> [Directive a] Revise the records in the stretch from the line containing "locate the reflection" through the end of the records, replacing "jagged rock" with "sharp rock" and keeping everything else unchanged. Return only that stretch, without the pictures.

ERA5_forcing = ewatercycle.forcing.sources["LumpedMakkinkForcing"].load(directory=load_location)

## Defining functions to determine the model of best fit

### 1. Root Mean Square Error

In [4]:
def RMSE(output, observed, start, end):
     # Making sure the given dates are in the correct format
    start = pd.to_datetime(start)
    end = pd.to_datetime(end)
    
    # Making sure the date of the modelled output and onserved input are in the correct format
    output.index = pd.to_datetime(output.index)
    observed.index = pd.to_datetime(observed.index)

    # Combine the model output and the observation into one data frame 
    hydro_data = pd.concat([output.reindex(observed.index, method='ffill'), observed], axis=1, keys=['model', 'observation'])
    hydro_data = hydro_data.dropna()
    
    # Making sure to only take the calibration period
    hydro_data = hydro_data[(hydro_data.index > start) & (hydro_data.index < end)]
    
    # Calculate the absolute square difference
    squarediff = (hydro_data['model'] - hydro_data['observation']) ** 2
    rootMeanSquareDiff = np.sqrt(np.mean(squarediff))
    
    return rootMeanSquareDiff


### 2. Kling Gupta Efficiency

In [5]:
def KGE(output, observed, start, end):
    # Normalize datetime indices
    output.index = pd.to_datetime(output.index).normalize()
    observed.index = pd.to_datetime(observed.index).normalize()

    # Normalize start and end dates
    start = pd.to_datetime(start).normalize()
    end = pd.to_datetime(end).normalize()

    # Subset time range
    output = output[(output.index >= start) & (output.index <= end)]
    observed = observed[(observed.index >= start) & (observed.index <= end)]

    # Combine and align
    hydro_data = pd.concat([output, observed], axis=1)
    hydro_data.columns = ['output', 'observed']
    hydro_data = hydro_data.dropna()

    if len(hydro_data) == 0:
        return np.nan  # avoid error

    # Compute KGE components
    r = np.corrcoef(hydro_data['observed'], hydro_data['output'])[0, 1]
    beta = np.mean(hydro_data['output']) / np.mean(hydro_data['observed'])

Records from a data source:
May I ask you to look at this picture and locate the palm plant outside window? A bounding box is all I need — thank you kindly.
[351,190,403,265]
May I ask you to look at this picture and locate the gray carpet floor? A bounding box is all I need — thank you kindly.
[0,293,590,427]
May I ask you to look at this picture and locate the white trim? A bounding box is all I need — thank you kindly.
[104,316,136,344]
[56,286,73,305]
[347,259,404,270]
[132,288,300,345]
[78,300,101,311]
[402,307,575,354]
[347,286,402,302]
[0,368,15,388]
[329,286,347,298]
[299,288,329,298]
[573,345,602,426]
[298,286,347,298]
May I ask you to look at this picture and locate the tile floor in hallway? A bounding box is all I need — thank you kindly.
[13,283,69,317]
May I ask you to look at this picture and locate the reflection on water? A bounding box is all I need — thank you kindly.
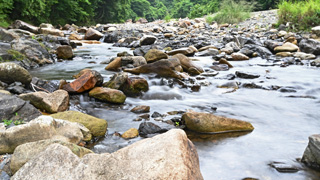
[32,44,320,180]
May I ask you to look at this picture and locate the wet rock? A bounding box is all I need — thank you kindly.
[124,58,183,79]
[57,45,74,59]
[236,71,260,79]
[89,87,127,104]
[0,93,41,122]
[50,111,108,137]
[0,63,32,85]
[130,105,150,113]
[182,111,254,133]
[121,128,139,139]
[144,49,168,63]
[84,28,103,41]
[10,139,93,174]
[19,90,69,113]
[12,130,203,180]
[0,116,88,154]
[301,134,320,170]
[120,77,149,97]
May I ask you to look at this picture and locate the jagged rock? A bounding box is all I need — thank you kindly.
[10,139,93,174]
[11,130,203,180]
[182,111,254,133]
[89,87,127,104]
[19,90,69,113]
[50,111,108,136]
[0,63,32,85]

> [Directive b] Name every NumPy function that the model-fit code calls.

> [Task solution a]
May I ask you to look at this picture and locate the reflection on water? A bounding box is all I need — thank you kindly.
[32,44,320,180]
May I ask you to look at this picture and locate the wet rock? A bounding box is all I need — thank you kindly.
[124,58,183,79]
[57,45,74,59]
[236,71,260,79]
[89,87,127,104]
[0,93,41,122]
[50,111,108,137]
[0,63,32,85]
[130,105,150,113]
[182,111,254,133]
[121,128,139,139]
[144,49,168,63]
[84,28,103,41]
[10,139,93,174]
[19,90,69,113]
[12,130,203,180]
[0,116,88,154]
[301,134,320,170]
[120,77,149,97]
May I ask you to look at this picture and locate the sharp rock? A bounding box is all I need — thank you kindly.
[10,139,93,174]
[11,130,203,180]
[182,111,254,133]
[89,87,127,104]
[19,90,69,113]
[50,111,108,136]
[0,63,32,85]

> [Task solution b] np.sqrt, np.mean, np.corrcoef